§ Problem statement
Rewrite all of the entries below with "one dot per instance" changed to "one marker per object" everywhere it occurs and nothing else altered. Please omit the pictures from your answer.

....

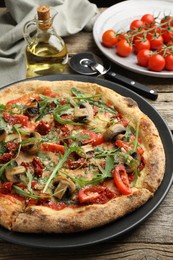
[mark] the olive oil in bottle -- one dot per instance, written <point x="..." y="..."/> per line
<point x="46" y="52"/>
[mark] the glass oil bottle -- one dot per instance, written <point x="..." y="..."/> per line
<point x="46" y="52"/>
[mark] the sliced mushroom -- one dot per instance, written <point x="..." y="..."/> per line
<point x="63" y="186"/>
<point x="113" y="131"/>
<point x="132" y="166"/>
<point x="2" y="134"/>
<point x="13" y="173"/>
<point x="33" y="145"/>
<point x="86" y="151"/>
<point x="83" y="113"/>
<point x="33" y="109"/>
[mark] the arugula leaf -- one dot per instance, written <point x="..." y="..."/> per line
<point x="2" y="147"/>
<point x="60" y="110"/>
<point x="62" y="160"/>
<point x="108" y="167"/>
<point x="44" y="106"/>
<point x="98" y="178"/>
<point x="3" y="167"/>
<point x="28" y="194"/>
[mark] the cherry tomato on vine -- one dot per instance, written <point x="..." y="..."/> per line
<point x="156" y="42"/>
<point x="167" y="21"/>
<point x="148" y="19"/>
<point x="135" y="24"/>
<point x="109" y="38"/>
<point x="140" y="44"/>
<point x="169" y="62"/>
<point x="124" y="48"/>
<point x="167" y="35"/>
<point x="156" y="62"/>
<point x="143" y="57"/>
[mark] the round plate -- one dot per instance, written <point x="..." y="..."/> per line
<point x="118" y="17"/>
<point x="123" y="225"/>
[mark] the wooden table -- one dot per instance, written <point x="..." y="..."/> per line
<point x="151" y="240"/>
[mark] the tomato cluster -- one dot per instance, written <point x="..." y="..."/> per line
<point x="150" y="38"/>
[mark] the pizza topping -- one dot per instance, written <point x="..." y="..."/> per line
<point x="62" y="186"/>
<point x="86" y="151"/>
<point x="13" y="119"/>
<point x="32" y="144"/>
<point x="113" y="131"/>
<point x="95" y="194"/>
<point x="121" y="179"/>
<point x="83" y="113"/>
<point x="43" y="128"/>
<point x="33" y="109"/>
<point x="13" y="173"/>
<point x="53" y="138"/>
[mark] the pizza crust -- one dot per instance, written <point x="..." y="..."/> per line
<point x="44" y="219"/>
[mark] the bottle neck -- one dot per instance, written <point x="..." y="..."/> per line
<point x="45" y="25"/>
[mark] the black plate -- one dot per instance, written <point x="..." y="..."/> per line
<point x="122" y="225"/>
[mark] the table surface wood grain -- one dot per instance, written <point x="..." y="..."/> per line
<point x="153" y="239"/>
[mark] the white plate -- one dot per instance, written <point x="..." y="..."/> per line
<point x="118" y="17"/>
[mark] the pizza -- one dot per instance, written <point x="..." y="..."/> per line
<point x="73" y="156"/>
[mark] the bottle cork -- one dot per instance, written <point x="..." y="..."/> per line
<point x="43" y="12"/>
<point x="44" y="18"/>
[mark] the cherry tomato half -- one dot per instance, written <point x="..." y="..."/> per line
<point x="95" y="194"/>
<point x="121" y="179"/>
<point x="51" y="147"/>
<point x="109" y="38"/>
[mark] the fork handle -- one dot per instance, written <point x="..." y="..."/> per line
<point x="131" y="84"/>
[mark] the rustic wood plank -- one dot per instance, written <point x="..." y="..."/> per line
<point x="106" y="251"/>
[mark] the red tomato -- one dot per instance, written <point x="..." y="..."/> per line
<point x="122" y="144"/>
<point x="121" y="179"/>
<point x="156" y="62"/>
<point x="140" y="44"/>
<point x="167" y="21"/>
<point x="95" y="139"/>
<point x="51" y="147"/>
<point x="13" y="119"/>
<point x="109" y="38"/>
<point x="135" y="24"/>
<point x="169" y="62"/>
<point x="167" y="35"/>
<point x="122" y="36"/>
<point x="148" y="19"/>
<point x="95" y="194"/>
<point x="155" y="29"/>
<point x="6" y="187"/>
<point x="143" y="57"/>
<point x="156" y="42"/>
<point x="124" y="48"/>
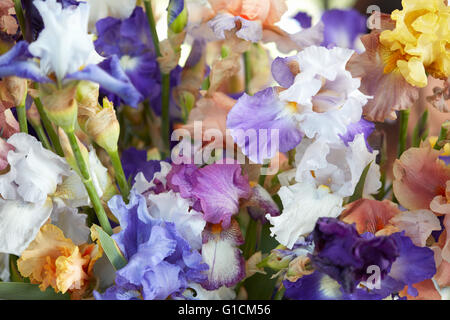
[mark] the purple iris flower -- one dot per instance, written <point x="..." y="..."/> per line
<point x="134" y="161"/>
<point x="272" y="131"/>
<point x="214" y="189"/>
<point x="345" y="256"/>
<point x="343" y="27"/>
<point x="131" y="41"/>
<point x="161" y="263"/>
<point x="341" y="258"/>
<point x="174" y="9"/>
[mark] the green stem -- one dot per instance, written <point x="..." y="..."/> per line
<point x="151" y="22"/>
<point x="165" y="78"/>
<point x="250" y="239"/>
<point x="49" y="128"/>
<point x="420" y="130"/>
<point x="442" y="135"/>
<point x="89" y="185"/>
<point x="280" y="293"/>
<point x="42" y="136"/>
<point x="247" y="71"/>
<point x="404" y="117"/>
<point x="165" y="121"/>
<point x="120" y="175"/>
<point x="262" y="176"/>
<point x="22" y="116"/>
<point x="20" y="17"/>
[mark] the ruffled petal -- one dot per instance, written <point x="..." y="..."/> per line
<point x="419" y="177"/>
<point x="261" y="125"/>
<point x="370" y="215"/>
<point x="112" y="78"/>
<point x="303" y="205"/>
<point x="221" y="253"/>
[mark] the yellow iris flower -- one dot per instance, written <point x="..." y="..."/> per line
<point x="420" y="40"/>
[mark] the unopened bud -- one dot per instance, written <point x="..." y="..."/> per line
<point x="33" y="115"/>
<point x="179" y="23"/>
<point x="299" y="267"/>
<point x="17" y="88"/>
<point x="104" y="128"/>
<point x="60" y="105"/>
<point x="87" y="99"/>
<point x="68" y="152"/>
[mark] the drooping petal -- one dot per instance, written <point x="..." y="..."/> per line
<point x="112" y="78"/>
<point x="303" y="205"/>
<point x="34" y="171"/>
<point x="4" y="267"/>
<point x="219" y="187"/>
<point x="221" y="253"/>
<point x="362" y="126"/>
<point x="173" y="208"/>
<point x="18" y="62"/>
<point x="370" y="215"/>
<point x="418" y="225"/>
<point x="391" y="91"/>
<point x="261" y="125"/>
<point x="64" y="44"/>
<point x="20" y="222"/>
<point x="419" y="177"/>
<point x="343" y="28"/>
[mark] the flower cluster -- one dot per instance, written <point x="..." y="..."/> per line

....

§ Answer to the task
[mark] the olive oil in bottle -- one marker per object, written <point x="..." y="..."/> per line
<point x="46" y="52"/>
[mark] the glass oil bottle -- one marker per object, written <point x="..." y="..."/> per line
<point x="46" y="52"/>
[mark] the sliced mushroom -- one marker per object, written <point x="..." y="..."/> per line
<point x="63" y="186"/>
<point x="113" y="131"/>
<point x="132" y="166"/>
<point x="2" y="134"/>
<point x="13" y="173"/>
<point x="33" y="145"/>
<point x="86" y="151"/>
<point x="83" y="113"/>
<point x="33" y="109"/>
[mark] the arugula leaf -- one marker per object, written <point x="..." y="..."/> per line
<point x="2" y="147"/>
<point x="60" y="110"/>
<point x="62" y="160"/>
<point x="108" y="167"/>
<point x="44" y="106"/>
<point x="98" y="178"/>
<point x="3" y="167"/>
<point x="28" y="194"/>
[mark] the cherry tomato on vine -- one marker per object, written <point x="..." y="..."/> per line
<point x="156" y="42"/>
<point x="167" y="21"/>
<point x="148" y="19"/>
<point x="135" y="24"/>
<point x="109" y="38"/>
<point x="140" y="44"/>
<point x="169" y="62"/>
<point x="124" y="48"/>
<point x="167" y="35"/>
<point x="156" y="62"/>
<point x="143" y="57"/>
[mark] the round plate -- one marker per object, written <point x="..." y="..."/> per line
<point x="118" y="17"/>
<point x="123" y="225"/>
[mark] the wooden table -- one marker per object, written <point x="..." y="..."/> per line
<point x="151" y="240"/>
[mark] the tomato cluster -- one marker per object, written <point x="..." y="..."/> per line
<point x="150" y="38"/>
[mark] the pizza topping -- one marker per object, written <point x="..." y="..."/> per line
<point x="62" y="186"/>
<point x="86" y="151"/>
<point x="13" y="119"/>
<point x="32" y="144"/>
<point x="113" y="131"/>
<point x="95" y="194"/>
<point x="121" y="179"/>
<point x="83" y="113"/>
<point x="43" y="128"/>
<point x="33" y="109"/>
<point x="13" y="173"/>
<point x="53" y="138"/>
[mark] the pizza crust -- one marker per object, written <point x="..." y="..."/> per line
<point x="44" y="219"/>
[mark] the bottle neck -- one marker per object, written <point x="..." y="..."/> per line
<point x="45" y="25"/>
[mark] the black plate -- one marker per object, written <point x="..." y="..."/> per line
<point x="122" y="225"/>
[mark] the table surface wood grain -- one marker per object, written <point x="..." y="..."/> per line
<point x="153" y="239"/>
[mark] the white plate -- one marker per object, written <point x="..." y="..."/> per line
<point x="118" y="17"/>
[mark] the pizza -- one marker per object, written <point x="..." y="..."/> per line
<point x="73" y="156"/>
[mark] the bottle cork -- one marker per object, written <point x="..." y="..."/> per line
<point x="43" y="12"/>
<point x="44" y="18"/>
[mark] the cherry tomato half -- one marker per object, written <point x="..." y="..."/> per line
<point x="95" y="194"/>
<point x="121" y="179"/>
<point x="51" y="147"/>
<point x="109" y="38"/>
[mark] the fork handle -- one marker per object, written <point x="..." y="..."/> per line
<point x="131" y="84"/>
[mark] the rustic wood plank -- one marker per object, written <point x="..." y="..."/> per line
<point x="106" y="251"/>
[mark] the red tomato -- one marker per object, written <point x="..." y="..."/> per line
<point x="122" y="144"/>
<point x="121" y="179"/>
<point x="156" y="62"/>
<point x="140" y="44"/>
<point x="167" y="21"/>
<point x="95" y="139"/>
<point x="51" y="147"/>
<point x="13" y="119"/>
<point x="109" y="38"/>
<point x="135" y="24"/>
<point x="169" y="62"/>
<point x="167" y="35"/>
<point x="122" y="36"/>
<point x="148" y="19"/>
<point x="95" y="194"/>
<point x="155" y="29"/>
<point x="6" y="187"/>
<point x="143" y="57"/>
<point x="156" y="42"/>
<point x="124" y="48"/>
[mark] the purple iris flower -- one marker per object, written <point x="..." y="..."/> per line
<point x="134" y="161"/>
<point x="272" y="131"/>
<point x="214" y="189"/>
<point x="345" y="256"/>
<point x="343" y="27"/>
<point x="131" y="41"/>
<point x="161" y="263"/>
<point x="341" y="258"/>
<point x="174" y="9"/>
[mark] the green stem -- one marker per object, written <point x="..." y="..."/> per line
<point x="151" y="22"/>
<point x="165" y="78"/>
<point x="250" y="239"/>
<point x="49" y="128"/>
<point x="420" y="130"/>
<point x="442" y="135"/>
<point x="89" y="185"/>
<point x="280" y="293"/>
<point x="42" y="136"/>
<point x="247" y="71"/>
<point x="404" y="117"/>
<point x="165" y="121"/>
<point x="120" y="175"/>
<point x="262" y="176"/>
<point x="22" y="116"/>
<point x="20" y="17"/>
[mark] the ruffled petal -- one marker per object, written <point x="..." y="..."/> per line
<point x="419" y="177"/>
<point x="261" y="125"/>
<point x="370" y="215"/>
<point x="112" y="78"/>
<point x="303" y="205"/>
<point x="221" y="253"/>
[mark] the yellow iris flower -- one marker per object, written <point x="..." y="..."/> per line
<point x="420" y="40"/>
[mark] the unopened bud -- one marker per object, written <point x="..." y="..."/> per line
<point x="33" y="115"/>
<point x="179" y="23"/>
<point x="299" y="267"/>
<point x="17" y="88"/>
<point x="104" y="128"/>
<point x="60" y="105"/>
<point x="87" y="99"/>
<point x="68" y="152"/>
[mark] the drooping petal -- one marker per object, written <point x="..." y="..."/> per line
<point x="112" y="78"/>
<point x="303" y="205"/>
<point x="34" y="171"/>
<point x="4" y="267"/>
<point x="219" y="187"/>
<point x="221" y="253"/>
<point x="362" y="126"/>
<point x="173" y="208"/>
<point x="18" y="62"/>
<point x="370" y="215"/>
<point x="418" y="225"/>
<point x="391" y="91"/>
<point x="261" y="125"/>
<point x="64" y="44"/>
<point x="20" y="222"/>
<point x="419" y="177"/>
<point x="343" y="28"/>
[mark] the flower cluster -- one marker per object, written <point x="..." y="..."/> per line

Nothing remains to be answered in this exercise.